*Page excerpt*.
Katsumi Kusumoto has become a celebrity chef in Japan for his awareness of the environmental pressures on food systems and his adaptation of menus to be less reliant on mass-produced animal protein.

Thinking outside the bento box got Chef Kusumoto to partner with a high-tech food company in Israel called Forsea.

“The Japanese consumed 160,000 metric tons of eel in 2000. Today, they consume only 30,000, and that’s because it’s just not available,” said Roee Nir, co-founder and CEO of Forsea.

Nir says most eel varieties are in short supply as endangered and protected species. Eels are also expensive because they are raised for several years before harvesting.

Earlier this year, The World staff visited Israel and saw what Forsea was working on.

Roee Nir, CEO and co-founder of Forsea, sits down with The World’s Marco Werman to discuss the company.Alon Farago/The World

“What we do is grow mini-tissues called organoids, and we basically mimic the natural development of cells,” Nir said. “Our tissue is a natural composition of fat, muscle and the actual extracellular matrix.”

The “extracellular matrix” is animal flesh, but developed in a stainless steel bioreactor.

*Records shown*.
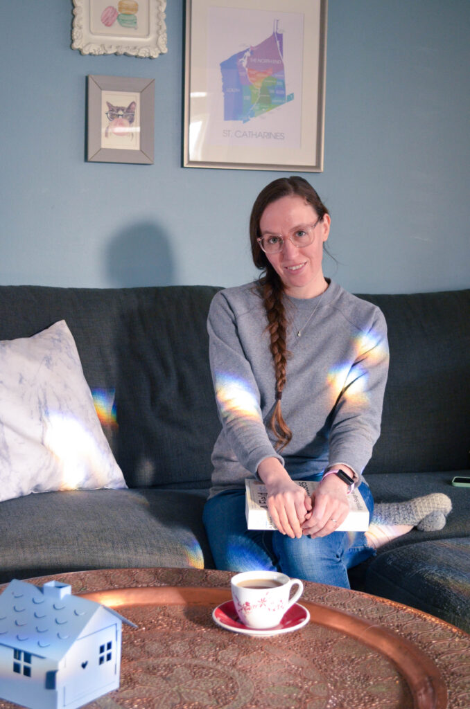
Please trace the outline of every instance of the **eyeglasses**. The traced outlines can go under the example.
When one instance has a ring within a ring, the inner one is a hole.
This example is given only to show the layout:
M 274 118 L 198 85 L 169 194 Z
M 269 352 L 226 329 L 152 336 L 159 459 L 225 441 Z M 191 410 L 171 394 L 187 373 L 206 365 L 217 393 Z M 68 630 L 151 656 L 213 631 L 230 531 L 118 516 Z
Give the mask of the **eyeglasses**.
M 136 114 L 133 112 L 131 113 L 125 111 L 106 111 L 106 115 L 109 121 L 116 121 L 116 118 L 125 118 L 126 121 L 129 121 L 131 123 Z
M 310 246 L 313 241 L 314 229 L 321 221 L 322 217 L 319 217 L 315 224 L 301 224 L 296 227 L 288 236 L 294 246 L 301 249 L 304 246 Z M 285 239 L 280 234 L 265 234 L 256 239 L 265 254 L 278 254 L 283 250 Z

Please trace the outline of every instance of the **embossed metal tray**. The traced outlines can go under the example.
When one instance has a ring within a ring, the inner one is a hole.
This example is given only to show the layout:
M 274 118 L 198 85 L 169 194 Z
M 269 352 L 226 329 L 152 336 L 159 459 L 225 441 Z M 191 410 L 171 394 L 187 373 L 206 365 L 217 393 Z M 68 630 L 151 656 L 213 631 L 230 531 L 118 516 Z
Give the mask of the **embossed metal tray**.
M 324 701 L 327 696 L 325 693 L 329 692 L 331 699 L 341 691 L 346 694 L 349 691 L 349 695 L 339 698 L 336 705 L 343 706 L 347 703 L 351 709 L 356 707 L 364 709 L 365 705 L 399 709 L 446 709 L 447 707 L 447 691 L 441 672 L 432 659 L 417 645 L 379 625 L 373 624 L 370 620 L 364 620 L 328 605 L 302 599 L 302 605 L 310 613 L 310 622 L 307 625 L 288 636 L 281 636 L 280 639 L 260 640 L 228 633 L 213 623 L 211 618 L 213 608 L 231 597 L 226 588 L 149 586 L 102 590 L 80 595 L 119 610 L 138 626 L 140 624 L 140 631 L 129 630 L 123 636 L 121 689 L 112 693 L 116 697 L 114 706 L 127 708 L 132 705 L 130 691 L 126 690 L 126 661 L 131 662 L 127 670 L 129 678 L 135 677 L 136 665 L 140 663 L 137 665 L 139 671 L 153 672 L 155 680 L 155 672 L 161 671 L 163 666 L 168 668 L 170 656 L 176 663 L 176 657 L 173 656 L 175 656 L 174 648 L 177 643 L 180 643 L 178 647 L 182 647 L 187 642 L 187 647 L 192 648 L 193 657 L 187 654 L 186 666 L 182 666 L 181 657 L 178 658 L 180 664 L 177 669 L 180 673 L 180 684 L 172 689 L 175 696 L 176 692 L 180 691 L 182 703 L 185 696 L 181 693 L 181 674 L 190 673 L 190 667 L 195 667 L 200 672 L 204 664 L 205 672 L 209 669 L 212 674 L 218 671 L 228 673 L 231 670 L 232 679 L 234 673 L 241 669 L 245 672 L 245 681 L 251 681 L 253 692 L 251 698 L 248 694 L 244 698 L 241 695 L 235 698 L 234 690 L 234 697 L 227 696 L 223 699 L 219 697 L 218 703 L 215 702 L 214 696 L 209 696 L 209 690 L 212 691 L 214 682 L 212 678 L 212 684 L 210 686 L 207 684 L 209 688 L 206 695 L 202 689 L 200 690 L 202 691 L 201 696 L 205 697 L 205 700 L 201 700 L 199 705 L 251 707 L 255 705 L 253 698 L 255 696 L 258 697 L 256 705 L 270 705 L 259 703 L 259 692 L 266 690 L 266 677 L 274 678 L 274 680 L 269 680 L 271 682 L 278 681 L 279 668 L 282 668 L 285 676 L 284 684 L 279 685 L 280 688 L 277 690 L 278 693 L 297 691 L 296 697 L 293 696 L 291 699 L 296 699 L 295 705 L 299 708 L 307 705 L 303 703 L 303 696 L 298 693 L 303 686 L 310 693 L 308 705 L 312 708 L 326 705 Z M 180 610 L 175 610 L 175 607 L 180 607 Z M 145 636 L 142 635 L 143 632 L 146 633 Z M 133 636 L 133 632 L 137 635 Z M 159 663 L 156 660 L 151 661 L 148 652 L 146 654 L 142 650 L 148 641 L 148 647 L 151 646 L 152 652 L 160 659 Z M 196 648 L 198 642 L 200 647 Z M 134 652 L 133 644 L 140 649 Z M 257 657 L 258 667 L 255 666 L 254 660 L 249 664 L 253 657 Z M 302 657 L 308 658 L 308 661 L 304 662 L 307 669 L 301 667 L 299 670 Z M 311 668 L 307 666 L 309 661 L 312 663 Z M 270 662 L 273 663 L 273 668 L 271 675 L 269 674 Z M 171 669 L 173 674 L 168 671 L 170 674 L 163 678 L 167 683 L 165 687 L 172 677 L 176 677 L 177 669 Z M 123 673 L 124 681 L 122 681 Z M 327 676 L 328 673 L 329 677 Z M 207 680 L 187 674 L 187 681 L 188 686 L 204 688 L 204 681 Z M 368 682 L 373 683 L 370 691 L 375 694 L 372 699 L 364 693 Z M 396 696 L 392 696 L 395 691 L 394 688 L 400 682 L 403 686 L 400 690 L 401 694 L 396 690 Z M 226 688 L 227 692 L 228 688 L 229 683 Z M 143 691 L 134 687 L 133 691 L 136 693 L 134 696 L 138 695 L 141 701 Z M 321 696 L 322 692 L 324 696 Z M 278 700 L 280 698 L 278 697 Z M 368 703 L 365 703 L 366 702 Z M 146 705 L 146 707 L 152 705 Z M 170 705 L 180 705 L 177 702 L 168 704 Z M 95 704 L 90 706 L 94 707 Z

...

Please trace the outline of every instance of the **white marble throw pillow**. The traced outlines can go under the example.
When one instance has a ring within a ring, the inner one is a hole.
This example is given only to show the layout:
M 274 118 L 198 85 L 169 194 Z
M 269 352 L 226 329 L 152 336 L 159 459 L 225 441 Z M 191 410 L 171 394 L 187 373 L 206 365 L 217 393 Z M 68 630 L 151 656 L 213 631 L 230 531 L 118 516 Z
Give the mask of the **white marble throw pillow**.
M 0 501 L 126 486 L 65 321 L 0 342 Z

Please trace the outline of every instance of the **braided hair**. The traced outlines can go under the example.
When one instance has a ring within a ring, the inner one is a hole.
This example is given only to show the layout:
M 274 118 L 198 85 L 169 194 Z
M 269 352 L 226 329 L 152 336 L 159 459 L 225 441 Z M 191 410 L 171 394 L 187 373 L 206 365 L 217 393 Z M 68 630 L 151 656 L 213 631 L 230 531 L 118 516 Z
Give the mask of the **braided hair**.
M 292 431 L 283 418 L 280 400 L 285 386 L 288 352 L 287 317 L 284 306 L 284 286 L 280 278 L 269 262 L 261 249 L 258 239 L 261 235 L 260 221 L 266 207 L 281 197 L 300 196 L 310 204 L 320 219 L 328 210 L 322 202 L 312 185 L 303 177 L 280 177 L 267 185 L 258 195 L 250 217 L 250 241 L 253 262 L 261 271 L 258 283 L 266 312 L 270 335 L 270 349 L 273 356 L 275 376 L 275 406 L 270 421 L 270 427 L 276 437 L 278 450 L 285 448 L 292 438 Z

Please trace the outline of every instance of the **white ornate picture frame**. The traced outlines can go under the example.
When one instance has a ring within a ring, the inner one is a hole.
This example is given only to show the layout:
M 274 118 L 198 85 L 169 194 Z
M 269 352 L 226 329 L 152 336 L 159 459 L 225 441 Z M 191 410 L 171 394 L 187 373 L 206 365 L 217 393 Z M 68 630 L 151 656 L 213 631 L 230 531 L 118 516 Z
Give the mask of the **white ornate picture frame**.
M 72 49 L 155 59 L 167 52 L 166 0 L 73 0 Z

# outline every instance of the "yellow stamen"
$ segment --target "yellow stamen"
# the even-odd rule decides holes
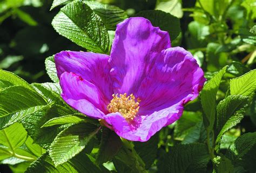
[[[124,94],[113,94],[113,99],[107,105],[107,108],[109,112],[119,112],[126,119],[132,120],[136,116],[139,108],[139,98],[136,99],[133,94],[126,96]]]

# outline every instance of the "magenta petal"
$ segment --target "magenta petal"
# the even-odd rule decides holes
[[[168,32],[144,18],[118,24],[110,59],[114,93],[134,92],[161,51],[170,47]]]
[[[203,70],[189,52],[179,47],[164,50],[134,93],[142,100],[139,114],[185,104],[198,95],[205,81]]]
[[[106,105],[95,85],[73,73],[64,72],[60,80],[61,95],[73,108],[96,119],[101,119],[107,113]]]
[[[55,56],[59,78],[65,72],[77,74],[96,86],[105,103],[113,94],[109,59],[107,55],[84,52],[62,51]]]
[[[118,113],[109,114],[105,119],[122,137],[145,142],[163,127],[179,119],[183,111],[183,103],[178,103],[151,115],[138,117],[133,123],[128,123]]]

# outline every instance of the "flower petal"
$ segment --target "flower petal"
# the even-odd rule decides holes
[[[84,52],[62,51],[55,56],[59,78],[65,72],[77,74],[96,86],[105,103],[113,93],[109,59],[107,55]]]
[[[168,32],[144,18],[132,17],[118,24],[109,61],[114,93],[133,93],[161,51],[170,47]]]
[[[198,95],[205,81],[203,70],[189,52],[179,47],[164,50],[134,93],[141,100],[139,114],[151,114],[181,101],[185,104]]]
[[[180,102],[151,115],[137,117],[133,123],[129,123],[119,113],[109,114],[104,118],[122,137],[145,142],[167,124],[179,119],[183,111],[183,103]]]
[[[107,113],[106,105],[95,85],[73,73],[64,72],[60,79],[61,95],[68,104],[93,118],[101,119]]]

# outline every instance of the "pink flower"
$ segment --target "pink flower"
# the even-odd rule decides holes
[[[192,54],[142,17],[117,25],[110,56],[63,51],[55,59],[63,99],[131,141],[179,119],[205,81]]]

* * *

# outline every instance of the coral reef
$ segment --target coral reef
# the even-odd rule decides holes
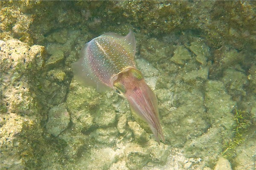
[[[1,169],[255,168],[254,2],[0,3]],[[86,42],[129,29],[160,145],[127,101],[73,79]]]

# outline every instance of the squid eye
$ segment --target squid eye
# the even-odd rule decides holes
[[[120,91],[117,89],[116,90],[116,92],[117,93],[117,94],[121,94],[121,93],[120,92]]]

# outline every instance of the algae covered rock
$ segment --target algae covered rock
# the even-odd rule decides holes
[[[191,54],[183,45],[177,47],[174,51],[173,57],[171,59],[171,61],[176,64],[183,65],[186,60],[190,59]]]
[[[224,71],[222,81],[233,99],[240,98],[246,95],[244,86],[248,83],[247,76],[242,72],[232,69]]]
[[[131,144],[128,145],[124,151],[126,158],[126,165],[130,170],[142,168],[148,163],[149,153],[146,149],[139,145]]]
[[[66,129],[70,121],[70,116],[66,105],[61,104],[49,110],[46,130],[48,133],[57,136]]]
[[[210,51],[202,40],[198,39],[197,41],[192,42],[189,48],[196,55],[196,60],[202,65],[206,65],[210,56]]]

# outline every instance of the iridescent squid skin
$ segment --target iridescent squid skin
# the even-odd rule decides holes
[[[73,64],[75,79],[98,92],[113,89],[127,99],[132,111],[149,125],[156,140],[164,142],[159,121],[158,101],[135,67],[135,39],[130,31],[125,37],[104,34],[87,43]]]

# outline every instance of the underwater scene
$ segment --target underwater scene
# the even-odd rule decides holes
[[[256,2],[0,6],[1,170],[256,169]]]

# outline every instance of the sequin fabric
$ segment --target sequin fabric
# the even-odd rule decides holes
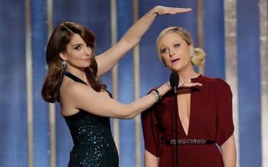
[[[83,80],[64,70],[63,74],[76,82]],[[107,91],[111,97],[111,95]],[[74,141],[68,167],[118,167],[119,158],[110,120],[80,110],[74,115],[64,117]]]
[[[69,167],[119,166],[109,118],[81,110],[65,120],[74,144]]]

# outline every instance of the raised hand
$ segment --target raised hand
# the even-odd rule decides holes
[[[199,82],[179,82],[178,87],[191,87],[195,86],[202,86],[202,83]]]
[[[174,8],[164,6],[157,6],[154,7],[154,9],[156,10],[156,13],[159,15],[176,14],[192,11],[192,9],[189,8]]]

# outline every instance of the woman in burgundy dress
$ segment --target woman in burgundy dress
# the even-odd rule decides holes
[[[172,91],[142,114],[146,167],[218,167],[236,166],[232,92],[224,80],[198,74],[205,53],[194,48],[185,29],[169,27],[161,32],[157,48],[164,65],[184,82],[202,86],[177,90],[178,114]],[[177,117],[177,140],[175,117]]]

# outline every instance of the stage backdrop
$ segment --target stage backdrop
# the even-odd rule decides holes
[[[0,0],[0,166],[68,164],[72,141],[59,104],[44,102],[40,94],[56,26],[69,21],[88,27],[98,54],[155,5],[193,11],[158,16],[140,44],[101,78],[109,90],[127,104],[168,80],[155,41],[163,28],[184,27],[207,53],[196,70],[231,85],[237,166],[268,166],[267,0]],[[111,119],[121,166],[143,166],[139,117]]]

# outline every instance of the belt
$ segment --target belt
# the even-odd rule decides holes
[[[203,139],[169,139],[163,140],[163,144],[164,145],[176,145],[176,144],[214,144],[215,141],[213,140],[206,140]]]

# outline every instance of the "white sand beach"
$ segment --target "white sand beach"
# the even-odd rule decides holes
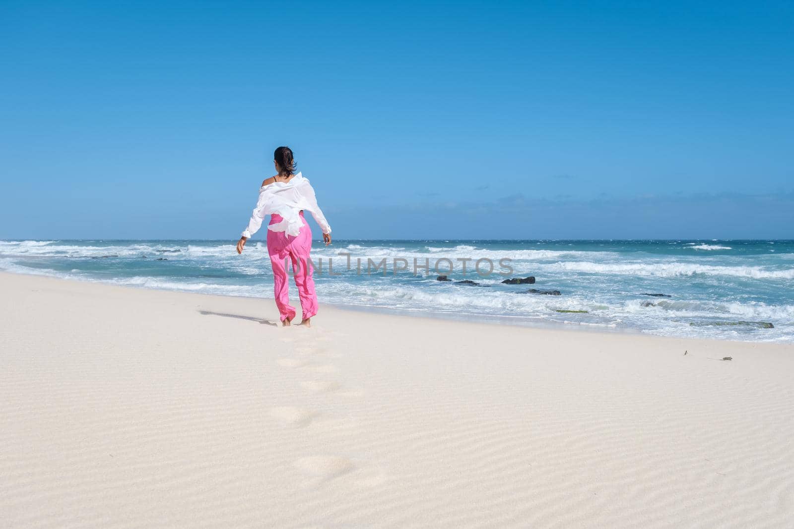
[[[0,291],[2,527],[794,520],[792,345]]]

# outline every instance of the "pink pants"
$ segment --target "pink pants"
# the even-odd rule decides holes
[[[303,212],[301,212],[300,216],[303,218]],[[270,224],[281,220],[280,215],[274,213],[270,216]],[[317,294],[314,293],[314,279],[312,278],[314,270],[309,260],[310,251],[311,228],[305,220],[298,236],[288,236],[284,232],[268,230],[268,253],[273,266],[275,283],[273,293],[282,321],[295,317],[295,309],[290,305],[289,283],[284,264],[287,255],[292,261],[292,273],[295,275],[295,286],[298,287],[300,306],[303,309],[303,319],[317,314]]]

*Required action A*.
Answer these questions on the Forsea article, each in a few words:
(i) How many metric tons of eel did the Japanese consume in 2000?
(ii) According to Nir, why are eels expensive?
(iii) In what is the extracellular matrix developed?
*Required action B*.
Write a continuation of the Forsea article, picking up after its final sentence.

*Output A*.
(i) 160,000 metric tons.
(ii) They are raised for several years before harvesting.
(iii) In a stainless steel bioreactor.

*Output B*.
“We’re not an eel company. We’re a cultivated meat company focused on fish and seafood, and our first product is the meat of the freshwater eel.”

Roee Nir, co-founder and CEO of Forsea

“We’re not an eel company,” said Nir. “We’re a cultivated meat company focused on fish and seafood, and our first product is the meat of the freshwater eel.”

In its current research and development phase, Forsea’s operations occur on one floor in a building in Rehovot, just outside Tel Aviv.

The eventual eel meat is developed right down the hall from Nir’s office.

Moria Shimoni, another of Forsea’s co-founders and chief technology officer, gave The World a tour of the area.

“This is where the magic happens,” said Shimoni before correcting herself. “Actually, all of the places … is where the magic happens: It starts with the cell isolation, it continues with the media development. This is actually the media. The media inside the bio-reactor is the media we developed.”

When Shimoni says “media,” she means the complex formula that feeds the eel cells that grow in the bioreactor.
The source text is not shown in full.